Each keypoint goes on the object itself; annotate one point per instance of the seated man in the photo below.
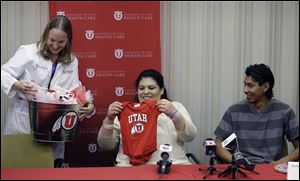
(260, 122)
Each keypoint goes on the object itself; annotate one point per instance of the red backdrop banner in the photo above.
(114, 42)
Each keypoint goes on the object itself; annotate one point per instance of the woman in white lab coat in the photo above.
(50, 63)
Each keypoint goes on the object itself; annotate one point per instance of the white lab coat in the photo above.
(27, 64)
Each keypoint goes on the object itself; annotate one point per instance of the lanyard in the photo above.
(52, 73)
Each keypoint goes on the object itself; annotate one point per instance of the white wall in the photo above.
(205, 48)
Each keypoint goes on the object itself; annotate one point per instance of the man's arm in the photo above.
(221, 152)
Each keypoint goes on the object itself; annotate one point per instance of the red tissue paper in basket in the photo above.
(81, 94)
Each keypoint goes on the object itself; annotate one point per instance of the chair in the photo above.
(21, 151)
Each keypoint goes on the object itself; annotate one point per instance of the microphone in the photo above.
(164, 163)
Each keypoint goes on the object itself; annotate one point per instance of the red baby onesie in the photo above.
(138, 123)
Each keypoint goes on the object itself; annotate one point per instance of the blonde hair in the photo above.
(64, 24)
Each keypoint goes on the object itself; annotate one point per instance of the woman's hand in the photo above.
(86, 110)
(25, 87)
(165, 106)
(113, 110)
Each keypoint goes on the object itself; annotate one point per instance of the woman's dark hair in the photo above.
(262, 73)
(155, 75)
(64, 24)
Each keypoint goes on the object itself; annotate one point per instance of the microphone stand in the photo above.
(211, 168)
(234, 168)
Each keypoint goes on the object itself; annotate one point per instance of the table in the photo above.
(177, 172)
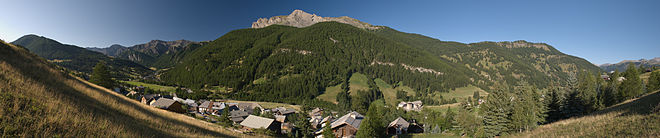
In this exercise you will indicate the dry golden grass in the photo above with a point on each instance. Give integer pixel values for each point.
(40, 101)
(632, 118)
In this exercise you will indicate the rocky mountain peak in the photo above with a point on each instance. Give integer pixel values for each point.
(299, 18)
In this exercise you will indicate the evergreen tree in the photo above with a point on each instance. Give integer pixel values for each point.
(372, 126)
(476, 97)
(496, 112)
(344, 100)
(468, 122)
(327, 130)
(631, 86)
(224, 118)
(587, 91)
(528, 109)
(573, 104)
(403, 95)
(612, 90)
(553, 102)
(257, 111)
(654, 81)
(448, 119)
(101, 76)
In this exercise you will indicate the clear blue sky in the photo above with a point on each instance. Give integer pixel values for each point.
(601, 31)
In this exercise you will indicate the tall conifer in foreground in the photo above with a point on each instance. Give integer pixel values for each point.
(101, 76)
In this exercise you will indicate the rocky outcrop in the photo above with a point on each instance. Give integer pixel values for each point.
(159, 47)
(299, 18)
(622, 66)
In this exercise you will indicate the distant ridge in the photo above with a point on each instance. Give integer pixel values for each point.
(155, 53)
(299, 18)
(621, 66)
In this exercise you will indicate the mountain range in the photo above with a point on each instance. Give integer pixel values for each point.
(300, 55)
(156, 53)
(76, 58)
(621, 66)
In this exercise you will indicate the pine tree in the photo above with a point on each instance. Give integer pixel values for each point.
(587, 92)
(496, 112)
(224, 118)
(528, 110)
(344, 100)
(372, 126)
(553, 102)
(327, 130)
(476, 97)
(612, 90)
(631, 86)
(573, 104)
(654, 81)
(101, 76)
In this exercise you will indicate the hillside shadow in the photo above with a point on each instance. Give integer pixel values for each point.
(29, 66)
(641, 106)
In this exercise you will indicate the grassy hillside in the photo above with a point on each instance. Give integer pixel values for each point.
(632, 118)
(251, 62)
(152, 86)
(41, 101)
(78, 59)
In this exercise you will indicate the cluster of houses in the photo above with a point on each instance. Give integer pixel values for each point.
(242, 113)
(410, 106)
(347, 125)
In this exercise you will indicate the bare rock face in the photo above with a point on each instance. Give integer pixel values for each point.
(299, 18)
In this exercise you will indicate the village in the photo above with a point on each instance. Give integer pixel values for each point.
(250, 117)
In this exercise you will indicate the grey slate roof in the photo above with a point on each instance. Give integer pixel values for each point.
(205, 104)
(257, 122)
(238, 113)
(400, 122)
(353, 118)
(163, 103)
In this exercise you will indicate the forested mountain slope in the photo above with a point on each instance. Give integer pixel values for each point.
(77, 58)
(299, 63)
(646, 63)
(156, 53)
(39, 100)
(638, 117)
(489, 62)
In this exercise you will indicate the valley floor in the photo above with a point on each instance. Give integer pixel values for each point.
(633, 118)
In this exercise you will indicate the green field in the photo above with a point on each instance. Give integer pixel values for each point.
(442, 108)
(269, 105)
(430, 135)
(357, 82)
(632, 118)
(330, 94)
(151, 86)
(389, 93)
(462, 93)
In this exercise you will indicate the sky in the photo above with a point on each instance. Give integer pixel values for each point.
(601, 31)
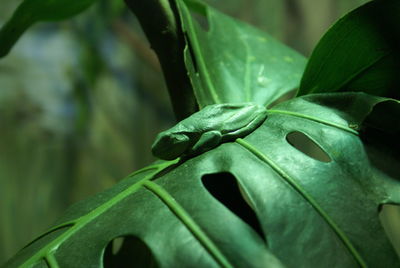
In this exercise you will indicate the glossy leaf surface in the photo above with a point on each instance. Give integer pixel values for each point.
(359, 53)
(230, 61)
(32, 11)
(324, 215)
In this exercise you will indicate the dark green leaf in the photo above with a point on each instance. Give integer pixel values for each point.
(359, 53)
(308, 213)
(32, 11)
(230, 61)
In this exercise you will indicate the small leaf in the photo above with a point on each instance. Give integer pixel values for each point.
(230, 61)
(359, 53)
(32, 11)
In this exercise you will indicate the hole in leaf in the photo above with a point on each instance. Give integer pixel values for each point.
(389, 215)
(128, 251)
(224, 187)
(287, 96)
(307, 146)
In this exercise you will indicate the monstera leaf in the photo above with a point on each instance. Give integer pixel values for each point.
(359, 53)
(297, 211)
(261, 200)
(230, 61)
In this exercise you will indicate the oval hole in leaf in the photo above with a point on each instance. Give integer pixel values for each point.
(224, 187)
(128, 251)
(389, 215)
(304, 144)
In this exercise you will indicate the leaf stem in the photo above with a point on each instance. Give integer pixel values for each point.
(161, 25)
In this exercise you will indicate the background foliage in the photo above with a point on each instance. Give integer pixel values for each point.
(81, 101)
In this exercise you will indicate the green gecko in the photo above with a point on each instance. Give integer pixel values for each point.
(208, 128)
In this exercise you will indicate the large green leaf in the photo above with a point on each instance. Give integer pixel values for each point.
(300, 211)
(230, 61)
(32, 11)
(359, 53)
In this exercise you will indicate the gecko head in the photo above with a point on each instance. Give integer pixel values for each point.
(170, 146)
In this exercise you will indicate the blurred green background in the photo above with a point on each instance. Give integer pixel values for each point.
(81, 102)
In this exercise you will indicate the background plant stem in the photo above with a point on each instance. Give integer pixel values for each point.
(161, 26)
________________
#### SET PROBLEM
Copy out every one of the records above word for word, leaving out the pictures.

#### RESULT FOR THIS EXERCISE
Each keypoint goes on the object itself; annotate one point per instance of the seated man in the photo below.
(260, 122)
Each keypoint goes on the object itself; annotate one point per instance of the red backdrop banner in the photo above.
(114, 42)
Each keypoint goes on the object itself; annotate one point per instance of the woman in white lab coat in the photo above.
(50, 63)
Each keypoint goes on the object itself; annotate one point per instance of the white lab coat in the photo above.
(27, 64)
Each keypoint goes on the object itself; annotate one point per instance of the lanyard in the photo above.
(52, 73)
Each keypoint goes on the object itself; annotate one point per instance of the white wall in the photo above.
(205, 48)
Each keypoint goes on the object itself; annotate one point per instance of the man's arm in the photo above.
(221, 152)
Each keypoint goes on the object itself; annotate one point per instance of the red tissue paper in basket in the photo above.
(81, 94)
Each keypoint goes on the object itself; annotate one point per instance of the chair in the photo above.
(21, 151)
Each keypoint goes on the object itself; annotate one point per instance of the microphone in the photo above.
(164, 163)
Each keypoint goes on the object itself; annotate one point per instance of the red baby onesie in the photo above.
(138, 123)
Each keypoint goes on the object itself; annotate one point per instance of the blonde hair in the photo above.
(64, 24)
Each keypoint goes on the object itself; annotate one point per instance of the woman's hand in the photo above.
(86, 110)
(25, 87)
(165, 106)
(113, 110)
Each keypoint goes on the object itself; annotate one point per instance of the woman's dark hair in the photo above.
(262, 73)
(155, 75)
(64, 24)
Each keypoint goes on the object itself; annotate one point per instance of the microphone stand in the photo above.
(211, 168)
(234, 168)
Each keypoint goes on the object itself; annotate one point per instance of the table in the photo above.
(177, 172)
In this exercise you will indicate the dry golden grass in the photo above with a point on each instance. Give integer pixel values for each point.
(40, 101)
(632, 118)
In this exercise you will indicate the rocky mountain peak in the photo above with a point on each instance. Give integer pixel values for each point.
(299, 18)
In this exercise you will indicate the evergreen tree in the photo above with a point on each instance. Give integer pixel values for each point.
(372, 126)
(476, 97)
(496, 112)
(344, 100)
(468, 122)
(327, 130)
(631, 86)
(224, 118)
(587, 91)
(528, 109)
(573, 104)
(403, 95)
(612, 90)
(553, 102)
(257, 111)
(654, 81)
(448, 119)
(101, 76)
In this exercise you will indicate the clear blue sky in the photo above with a point on each instance. Give integer pixel values for each point.
(601, 31)
In this exercise you will indicate the tall conifer in foreground in the photo above with a point on each instance. Give integer pixel values for each point.
(101, 76)
In this exercise you will indicate the rocky outcrop in the photo above with a point on each instance. Give integer pixel values for each point.
(159, 47)
(299, 18)
(622, 66)
In this exercise you will indicate the distant ridge in the photo above with a point on each instance. Give integer pixel values for each point.
(155, 53)
(299, 18)
(621, 66)
In this exercise you will indicate the mountain range in the photo above with a point on each instance. Give integer pixel values for each point.
(300, 55)
(156, 53)
(76, 58)
(621, 66)
In this exercise you will indicate the pine tree in the photo above with a point on each instance. Give integer pixel values for each point.
(587, 92)
(496, 112)
(224, 118)
(528, 110)
(344, 100)
(372, 126)
(553, 102)
(327, 130)
(476, 97)
(612, 90)
(631, 86)
(573, 104)
(654, 81)
(101, 76)
In this exercise you will indicate the hillside shadow in the photo above with a point on each instance. Give integer pixel values for each point.
(29, 66)
(641, 106)
In this exercise you will indicate the grassy hillside in the photo above with a point on each instance. Give integer pixel values for each point.
(632, 118)
(251, 62)
(152, 86)
(41, 101)
(78, 59)
In this exercise you will indicate the cluster of houses in the photo above with a point on each instance. Give integer pixel values for each point.
(242, 113)
(410, 106)
(347, 125)
In this exercise you will indicate the bare rock face in the photo above with a point on each instance. Give integer pixel values for each point.
(299, 18)
In this exercise you will indicate the village in the photo above with a point on each instance. Give integer pixel values for each point.
(250, 117)
In this exercise you will indicate the grey slate roof in the photo above with a point on each instance. Give integer pixel values for each point.
(205, 104)
(257, 122)
(238, 113)
(400, 122)
(353, 118)
(163, 103)
In this exercise you will indicate the forested mountain slope in the photo above with a point on each instance. Give integer pixel values for each point.
(77, 58)
(299, 63)
(646, 63)
(156, 53)
(39, 100)
(638, 117)
(489, 62)
In this exercise you will indicate the valley floor in the photo above with a point on each instance. Give integer pixel values for each point.
(633, 118)
In this exercise you will indicate the green field in the photo above with a point on each instance. Give integer pixel values for each point.
(442, 108)
(269, 105)
(430, 135)
(357, 82)
(632, 118)
(330, 94)
(151, 86)
(389, 93)
(462, 93)
In this exercise you will indicate the sky in the photo above with a point on each instance. Give integer pixel values for each point.
(601, 31)
In this exercise you will indicate the glossy leaf surface in the photo above with a point on each instance. Give integer pixel values for each point.
(359, 53)
(230, 61)
(32, 11)
(324, 215)
In this exercise you will indicate the dark green leaf in the photo above with a point on each instance. Give integer pixel values for each point.
(359, 53)
(308, 213)
(32, 11)
(230, 61)
In this exercise you will indicate the small leaf in the photo above with a point on each instance. Give integer pixel values for each point.
(230, 61)
(359, 53)
(32, 11)
In this exercise you will indicate the hole in leaf in the photo above with a point on each instance. Give integer pixel values for each point.
(389, 215)
(128, 251)
(224, 187)
(287, 96)
(307, 146)
In this exercise you will indicate the monstera leaf in the photo above with a point on each instance. Give integer pixel values for each point.
(359, 53)
(297, 211)
(261, 200)
(230, 61)
In this exercise you will indicate the oval hole in leaf in the photo above with a point on each instance. Give integer pixel values for each point.
(224, 187)
(128, 251)
(389, 215)
(304, 144)
In this exercise you will indicate the leaf stem in the photo above with a point on each instance. Give integer pixel values for each point.
(161, 25)
In this exercise you will indicate the background foliage in the photo above with a point on each instance. Give integer pixel values for each point.
(81, 101)
In this exercise you will indicate the green gecko in the photo above with a point on each instance. Give integer pixel values for each point.
(208, 128)
In this exercise you will indicate the large green leaf in the photo above with a point on each instance. Give integer pixel values for each point.
(300, 211)
(230, 61)
(32, 11)
(359, 53)
In this exercise you will indicate the gecko head in the photo above with a point on each instance. Give integer pixel values for each point.
(170, 146)
In this exercise you will indicate the blurred green background in the photo above with a point on each instance. Give integer pixel values for each point.
(81, 102)
In this exercise you will indicate the background plant stem in the photo above with a point on each instance. Give integer pixel values for each point.
(161, 26)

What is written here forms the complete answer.